---------- DATA TO PROCESS ----------

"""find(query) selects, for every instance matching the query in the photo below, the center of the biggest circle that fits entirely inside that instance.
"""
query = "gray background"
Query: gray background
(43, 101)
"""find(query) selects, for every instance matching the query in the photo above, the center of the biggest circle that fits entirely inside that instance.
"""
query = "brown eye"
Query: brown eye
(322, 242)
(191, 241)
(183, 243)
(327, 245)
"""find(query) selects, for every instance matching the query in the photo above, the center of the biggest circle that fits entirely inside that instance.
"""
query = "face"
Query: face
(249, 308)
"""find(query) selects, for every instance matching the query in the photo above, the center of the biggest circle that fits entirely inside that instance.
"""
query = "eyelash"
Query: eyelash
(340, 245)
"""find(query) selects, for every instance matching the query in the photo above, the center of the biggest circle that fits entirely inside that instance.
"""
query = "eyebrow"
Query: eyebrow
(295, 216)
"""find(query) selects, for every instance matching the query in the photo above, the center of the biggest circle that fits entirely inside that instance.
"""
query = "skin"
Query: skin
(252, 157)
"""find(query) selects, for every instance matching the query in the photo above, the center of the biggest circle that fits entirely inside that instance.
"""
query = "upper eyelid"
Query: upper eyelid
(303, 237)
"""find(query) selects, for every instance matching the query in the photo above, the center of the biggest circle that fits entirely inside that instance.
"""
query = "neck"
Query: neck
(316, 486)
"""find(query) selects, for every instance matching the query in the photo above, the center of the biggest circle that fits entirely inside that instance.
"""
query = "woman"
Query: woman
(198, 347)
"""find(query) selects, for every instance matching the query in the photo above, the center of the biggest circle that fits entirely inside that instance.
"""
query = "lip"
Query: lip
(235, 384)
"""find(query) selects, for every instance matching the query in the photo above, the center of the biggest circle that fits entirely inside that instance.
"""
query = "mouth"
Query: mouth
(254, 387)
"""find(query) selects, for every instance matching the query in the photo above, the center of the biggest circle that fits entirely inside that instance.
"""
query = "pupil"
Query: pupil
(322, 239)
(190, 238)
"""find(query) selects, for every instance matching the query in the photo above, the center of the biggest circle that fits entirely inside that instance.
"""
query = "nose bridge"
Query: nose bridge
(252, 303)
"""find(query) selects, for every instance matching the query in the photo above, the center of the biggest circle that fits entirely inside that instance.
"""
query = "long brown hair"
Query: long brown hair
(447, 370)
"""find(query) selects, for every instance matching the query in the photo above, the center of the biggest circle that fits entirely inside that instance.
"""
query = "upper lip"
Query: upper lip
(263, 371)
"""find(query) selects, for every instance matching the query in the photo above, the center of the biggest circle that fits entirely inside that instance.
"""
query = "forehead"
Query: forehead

----------

◆ **GOAL OF THE EXERCISE**
Pick out every line above that contains the string "eyelid". Only matches with the same letter case count.

◆ **TASK ANSWER**
query = "upper eyelid"
Query: upper eyelid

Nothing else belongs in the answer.